DATASET RECORDS →

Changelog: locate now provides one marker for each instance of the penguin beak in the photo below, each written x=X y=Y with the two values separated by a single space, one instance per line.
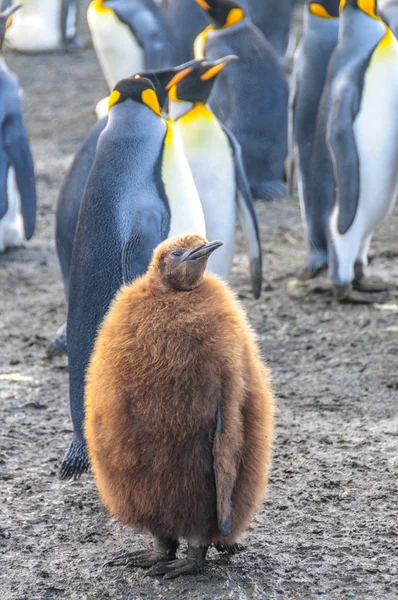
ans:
x=218 y=66
x=202 y=251
x=203 y=4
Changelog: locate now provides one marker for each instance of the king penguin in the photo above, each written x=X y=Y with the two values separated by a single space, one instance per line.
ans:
x=362 y=136
x=71 y=194
x=129 y=36
x=215 y=159
x=251 y=96
x=139 y=192
x=311 y=59
x=17 y=178
x=43 y=26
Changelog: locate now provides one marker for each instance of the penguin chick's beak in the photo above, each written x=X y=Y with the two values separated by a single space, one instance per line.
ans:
x=203 y=4
x=203 y=251
x=218 y=66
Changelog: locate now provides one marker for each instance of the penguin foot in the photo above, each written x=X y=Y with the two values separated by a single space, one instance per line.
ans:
x=373 y=285
x=344 y=293
x=269 y=190
x=58 y=347
x=184 y=566
x=230 y=549
x=75 y=461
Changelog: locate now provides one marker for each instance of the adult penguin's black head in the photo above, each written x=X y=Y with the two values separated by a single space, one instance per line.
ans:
x=6 y=20
x=223 y=13
x=162 y=77
x=325 y=9
x=139 y=90
x=194 y=84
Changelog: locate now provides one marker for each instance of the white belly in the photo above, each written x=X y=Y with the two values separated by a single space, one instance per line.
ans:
x=36 y=27
x=11 y=225
x=376 y=134
x=117 y=50
x=210 y=158
x=185 y=208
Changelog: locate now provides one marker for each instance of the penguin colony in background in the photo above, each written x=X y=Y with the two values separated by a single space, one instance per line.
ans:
x=195 y=126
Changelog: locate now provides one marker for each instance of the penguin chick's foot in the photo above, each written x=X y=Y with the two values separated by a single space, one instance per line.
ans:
x=59 y=346
x=163 y=550
x=185 y=566
x=344 y=293
x=75 y=461
x=269 y=190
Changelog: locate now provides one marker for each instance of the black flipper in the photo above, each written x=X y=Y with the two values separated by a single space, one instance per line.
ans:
x=16 y=144
x=343 y=150
x=248 y=215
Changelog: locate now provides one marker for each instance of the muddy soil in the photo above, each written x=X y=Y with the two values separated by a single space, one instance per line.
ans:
x=328 y=527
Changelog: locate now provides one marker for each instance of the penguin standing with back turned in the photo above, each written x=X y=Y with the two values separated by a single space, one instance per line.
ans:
x=179 y=411
x=311 y=59
x=132 y=201
x=44 y=26
x=215 y=159
x=251 y=96
x=362 y=136
x=17 y=178
x=129 y=36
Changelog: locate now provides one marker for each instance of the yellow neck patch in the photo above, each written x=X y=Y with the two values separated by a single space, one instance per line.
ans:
x=151 y=100
x=234 y=16
x=113 y=99
x=319 y=11
x=99 y=6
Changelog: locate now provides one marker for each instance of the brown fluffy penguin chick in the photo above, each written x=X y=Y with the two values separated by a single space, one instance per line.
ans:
x=179 y=410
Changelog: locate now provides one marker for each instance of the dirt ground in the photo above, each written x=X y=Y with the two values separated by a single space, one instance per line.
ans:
x=329 y=525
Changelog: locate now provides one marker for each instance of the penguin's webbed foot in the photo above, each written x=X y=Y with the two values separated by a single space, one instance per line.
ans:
x=163 y=551
x=59 y=346
x=183 y=566
x=345 y=294
x=75 y=461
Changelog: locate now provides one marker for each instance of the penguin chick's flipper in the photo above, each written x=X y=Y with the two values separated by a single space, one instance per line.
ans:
x=75 y=461
x=341 y=141
x=184 y=566
x=16 y=144
x=248 y=216
x=59 y=346
x=163 y=550
x=149 y=29
x=225 y=472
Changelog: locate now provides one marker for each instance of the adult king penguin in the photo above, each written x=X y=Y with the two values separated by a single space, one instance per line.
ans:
x=17 y=178
x=251 y=97
x=44 y=25
x=311 y=59
x=179 y=410
x=140 y=191
x=71 y=194
x=215 y=159
x=362 y=135
x=129 y=36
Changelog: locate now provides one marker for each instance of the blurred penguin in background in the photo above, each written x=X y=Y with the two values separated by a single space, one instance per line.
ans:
x=215 y=159
x=43 y=26
x=251 y=96
x=17 y=178
x=355 y=155
x=129 y=36
x=311 y=59
x=139 y=192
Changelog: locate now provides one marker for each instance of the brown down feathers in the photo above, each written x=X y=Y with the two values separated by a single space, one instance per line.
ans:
x=161 y=359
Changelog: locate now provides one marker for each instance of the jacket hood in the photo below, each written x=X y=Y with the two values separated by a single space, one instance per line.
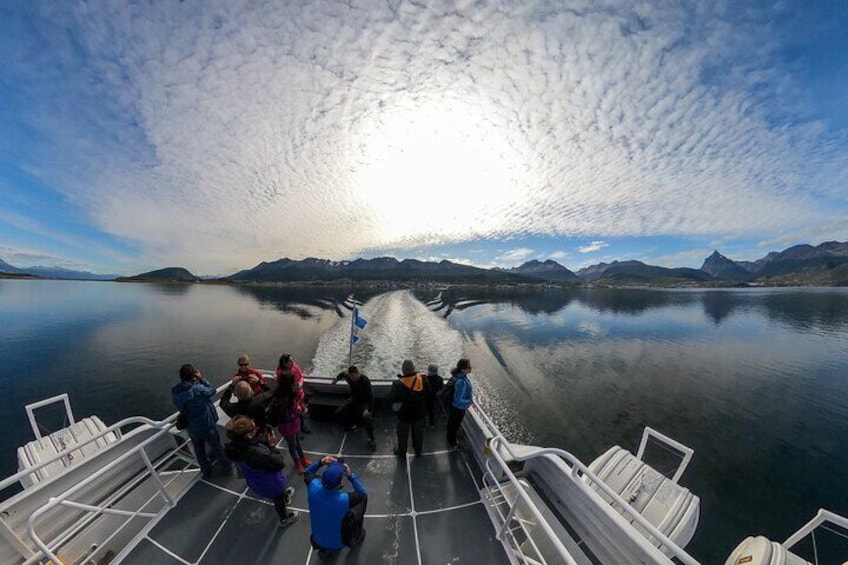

EXERCISE BRIEF → Please return the data word for word, beginning at the line that has "of the yellow" and stopping after the line that has "x=329 y=525".

COMPLETED EXERCISE →
Changelog: locate now provides one marker for each instance of the yellow neck patch in the photo above, each written x=X y=Y with the two values separated by a single space, one instance per line.
ans:
x=151 y=100
x=234 y=16
x=113 y=99
x=319 y=11
x=99 y=6
Changelog: locate now provides one marker for each instance of the brown fluffy penguin chick in the photo above, each written x=X y=Y with the two values separated by a single space, one instance per line.
ans:
x=179 y=410
Changelog: locate now provides one marker for each instance of the dirt ground in the photo above, each written x=X y=Y with the two values separated by a single space, one instance per line.
ans:
x=329 y=525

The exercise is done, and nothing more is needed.